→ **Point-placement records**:
----------
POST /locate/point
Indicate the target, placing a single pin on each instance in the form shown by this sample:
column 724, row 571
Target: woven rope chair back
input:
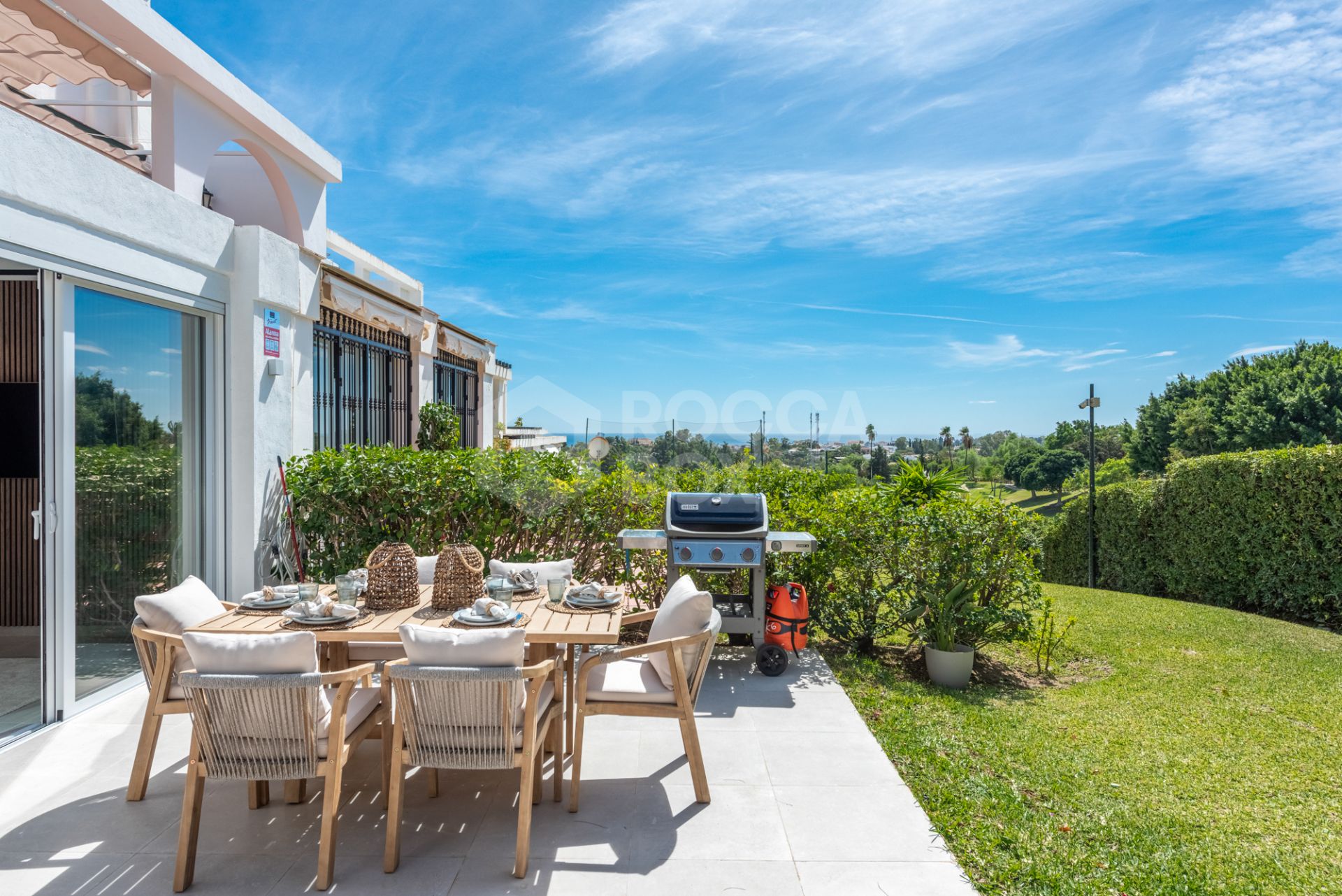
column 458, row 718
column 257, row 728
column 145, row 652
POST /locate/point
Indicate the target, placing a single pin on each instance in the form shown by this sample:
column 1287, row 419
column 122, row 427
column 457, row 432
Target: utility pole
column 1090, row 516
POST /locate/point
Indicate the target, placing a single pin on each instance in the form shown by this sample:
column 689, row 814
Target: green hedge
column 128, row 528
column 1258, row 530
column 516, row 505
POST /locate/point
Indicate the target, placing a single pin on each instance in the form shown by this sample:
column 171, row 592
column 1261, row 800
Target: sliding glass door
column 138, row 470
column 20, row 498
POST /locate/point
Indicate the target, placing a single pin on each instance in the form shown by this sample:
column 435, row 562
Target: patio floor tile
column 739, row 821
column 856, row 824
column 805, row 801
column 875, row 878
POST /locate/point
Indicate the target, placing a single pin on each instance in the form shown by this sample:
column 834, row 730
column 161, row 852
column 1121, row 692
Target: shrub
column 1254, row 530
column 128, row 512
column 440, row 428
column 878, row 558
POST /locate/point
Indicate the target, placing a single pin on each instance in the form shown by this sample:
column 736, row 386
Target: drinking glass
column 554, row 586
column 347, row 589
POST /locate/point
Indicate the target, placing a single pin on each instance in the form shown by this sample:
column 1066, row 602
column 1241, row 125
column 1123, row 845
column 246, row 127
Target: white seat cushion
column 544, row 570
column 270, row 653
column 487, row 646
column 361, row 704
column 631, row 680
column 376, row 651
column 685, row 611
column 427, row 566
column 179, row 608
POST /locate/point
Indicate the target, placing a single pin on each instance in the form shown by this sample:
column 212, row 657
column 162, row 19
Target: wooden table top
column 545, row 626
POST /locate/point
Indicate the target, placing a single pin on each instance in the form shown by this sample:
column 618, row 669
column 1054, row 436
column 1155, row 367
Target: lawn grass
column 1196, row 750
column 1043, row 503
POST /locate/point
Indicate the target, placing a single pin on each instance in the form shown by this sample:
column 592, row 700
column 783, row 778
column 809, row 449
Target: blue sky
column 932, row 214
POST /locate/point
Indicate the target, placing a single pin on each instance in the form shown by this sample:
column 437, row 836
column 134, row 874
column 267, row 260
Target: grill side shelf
----------
→ **Given problem**:
Copy every line of the data above verbatim, leaving the pictures out.

→ **Exercise response**:
POST /locate/point
Indicate the target, placing a single pin on each instance in the form shown by this sample:
column 724, row 571
Target: woven rope chair back
input:
column 458, row 718
column 257, row 728
column 145, row 652
POST /locate/point
Indicate the target, placing a single pin on each instance in the form shown by this sample:
column 1287, row 419
column 122, row 427
column 457, row 432
Target: utility pole
column 1090, row 516
POST /locate/point
Indicate the target, placing a single pin on each instance in the form shown by this sample:
column 689, row 814
Target: green hedge
column 128, row 528
column 1258, row 530
column 516, row 505
POST /locate/point
Indicate the target, placing a single pin on each instance in the form shown by this sample:
column 171, row 592
column 1261, row 800
Target: sliding glass door
column 138, row 470
column 20, row 498
POST /locate/point
Indicate the target, placing a single pin on each instance in the form shown by this sample:
column 435, row 562
Target: patio floor tile
column 739, row 821
column 856, row 824
column 805, row 801
column 875, row 878
POST /locate/point
Indicate the target, placing a single pin on each instance in the form shown by this sample:
column 834, row 730
column 161, row 852
column 1121, row 692
Target: shrub
column 1254, row 530
column 128, row 512
column 440, row 428
column 878, row 558
POST /locate/point
Indicate the target, placing a single pin on each instance in the form shown by this sample:
column 736, row 386
Target: drinking glass
column 554, row 586
column 347, row 589
POST /locate/point
Indicate the target, placing a single pin on each instance in the form shown by this sample:
column 1066, row 602
column 1241, row 125
column 1123, row 845
column 246, row 127
Target: white seat cushion
column 544, row 570
column 270, row 653
column 487, row 646
column 361, row 704
column 631, row 680
column 376, row 651
column 685, row 611
column 427, row 566
column 179, row 608
POST /locate/point
Indicate the target, placing a single pin on each instance in the form shown by this sample:
column 212, row 657
column 162, row 19
Target: wooden table top
column 545, row 626
POST /locate/point
Indicate the target, placing a single pin on each instance in the form shown by this sample:
column 618, row 669
column 1054, row 436
column 1155, row 367
Target: lawn grass
column 1196, row 750
column 1043, row 503
POST /locate/point
Indicate the target, placing a single pin on each instance in the form shown by this sample:
column 592, row 700
column 783, row 778
column 809, row 449
Target: blue sky
column 932, row 214
POST /locate/point
Indicate the target, placing a single pin on each instance in the form shown by this sample:
column 437, row 836
column 134, row 874
column 267, row 260
Target: grill side shelf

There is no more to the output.